Tea coloured

It struck me this morning that brown is a very good colour for a carpet if you’re anything like me.

I drink quite a bit of tea every day, usually black tea with a splash of milk, and I frequently spill a drop or two on the carpet as I’m moving from room to room.

Luckily for me, many of the carpets in this house are a shade of brown/beige, and are ideal for spilling tea onto.

I’m not suggesting I don’t mop up the spills, I do usually have a dab at them to absorb the liquid, but quite often I can’t even see exactly where the tea has been spilt because it’s the same colour as the floor.

If I lived in a house with differently coloured carpets I might have to get into the habit of not filling my cup so full but, since I like the tea to be swashing about the brim, the situation I find myself in is close to perfection.


The intrusion of the mobile phone

I read an article recently about the way mobile phones are harming relationships.

One of the points made was that a phone doesn’t even need to be used to come between people, it can simply be placed on a table in a cafe, for example, and its very presence causes distancing.

If you’re lunching with a chum and they pick up their phone and start checking it, or texting someone while you’re chatting, it’s quite obvious that you don’t have their undivided attention.

But what researchers have discovered is that even if your friend doesn’t appear to be paying attention to their phone, if it’s visible and able to distract them at a moment’s notice, that’s enough to change the way you conduct your conversation with them.

The article went on to suggest that if you happen to be with a friend and are waiting for an important call or text, it’s advisable to explain this so that there’s a good reason for keeping your phone on view. If you’re not waiting for an important communication, it’s best to put your phone away.

I can think of a couple of occasions when I’ve been in the middle of a conversation with someone and they’ve gone from being fully engaged in our conversation, to being completely distracted by the screen of their phone.

I suppose the answer lies in compromise. Mobile phones do serve a useful purpose, but perhaps we don’t need to feel so attached to them. We should feel free to leave them behind when we want a bit of peace.

I wonder how the next generation will feel about them. Young children today are brought into a world where they will never have known life without portable electronic devices, so perhaps it won’t occur to them not to carry one at all times.

Perhaps all I’m doing is showing my age, demonstrating the discomfort people often have when they feel things are changing too fast for them. Maybe people felt like this when cars and telephones were invented;  their old, comfortable, way of life was threatened by the advances of technology.

I sometimes wish I’d been born a bit earlier than I was, in a less complicated era, but then I wouldn’t be writing this, there would be no blogging, internet, email, TV or any of the other technology I enjoy and take for granted.

You can’t pick and choose with these things, unfortunately. Much as I’d like to go back to a time when good manners were more important in society and there was less of a focus on wealth and celebrity, I wouldn’t want to give up the convenience of washing machines, central heating and the wide variety of foodstuffs available in modern supermarkets.

• **JOB 1**:
Write out the blog posts about tea and mobile phones from "I drink quite" to "room to room.".
• **JOB 2**:
Resume the blog posts about tea and mobile phones, carrying on after their last sentence.
The material after this point comes from a different source than the blog posts about tea and mobile phones.

• **ENTRIES SUPPLIED**:

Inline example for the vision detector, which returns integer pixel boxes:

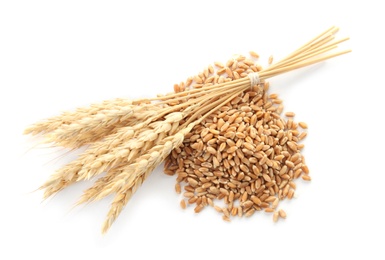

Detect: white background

[0,0,385,259]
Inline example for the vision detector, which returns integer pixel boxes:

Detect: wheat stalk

[25,27,350,232]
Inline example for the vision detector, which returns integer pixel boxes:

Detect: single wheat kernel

[285,112,295,117]
[180,200,186,209]
[273,211,279,222]
[298,122,307,129]
[278,209,286,218]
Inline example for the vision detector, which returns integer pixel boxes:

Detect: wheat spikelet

[41,112,183,198]
[24,98,132,135]
[100,124,194,233]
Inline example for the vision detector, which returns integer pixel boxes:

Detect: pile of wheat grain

[165,52,310,221]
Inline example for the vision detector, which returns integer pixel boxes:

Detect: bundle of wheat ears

[25,27,349,233]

• **RESPONSE 1**:
I drink quite a bit of tea every day, usually black tea with a splash of milk, and I frequently spill a drop or two on the carpet as I’m moving from room to room.

• **RESPONSE 2**:
Maybe every generation feels like this to some extent, hankering after bygone days but not wanting to compromise on comfort and convenience.

In any case, there’s nothing I can do about it, I have to make the best of what I’ve got and there are certainly many good things about being alive in 2013.


Yesterday, in a social context, a lady asked me what I do, and it took me a second or two to think of the answer.

The answer I gave was “I’m a writer….. well, trying to be a writer….”

She gave me a sympathetic look, while a gentleman who was also involved in the conversation said to me, in a demanding manner, “Do you write?”

“Yes,” I said.

“Then you’re a writer!” he exclaimed. “You write, so you’re a writer.”

I couldn’t argue with that, I do write and so I am a writer, but I suppose the fact that nobody pays me to do it is what makes me feel reluctant to label myself with the title.

I filled in a form recently that included a personal profiling section. I was asked to give myself a number of different labels – ethnic background, age range, nationality and religion, to mention a few.

I applied as many labels to myself as I felt comfortable with, but there was a point at which I became uncomfortable with the process.

One of the labels I don’t like having to give myself is the nationality one. My passport says I’m British but my accent might tell you that I’m Scottish. I think of myself as both British and Scottish, and I don’t want to have to choose between the two.

It worries me why anyone would think that I want to be definitely and always one thing and not another. I might change my mind or not feel strongly enough about something to accept one specific label.

I spoke to my mum about all this and she said she thought that people like fitting into categories because it makes them feel a part of something bigger.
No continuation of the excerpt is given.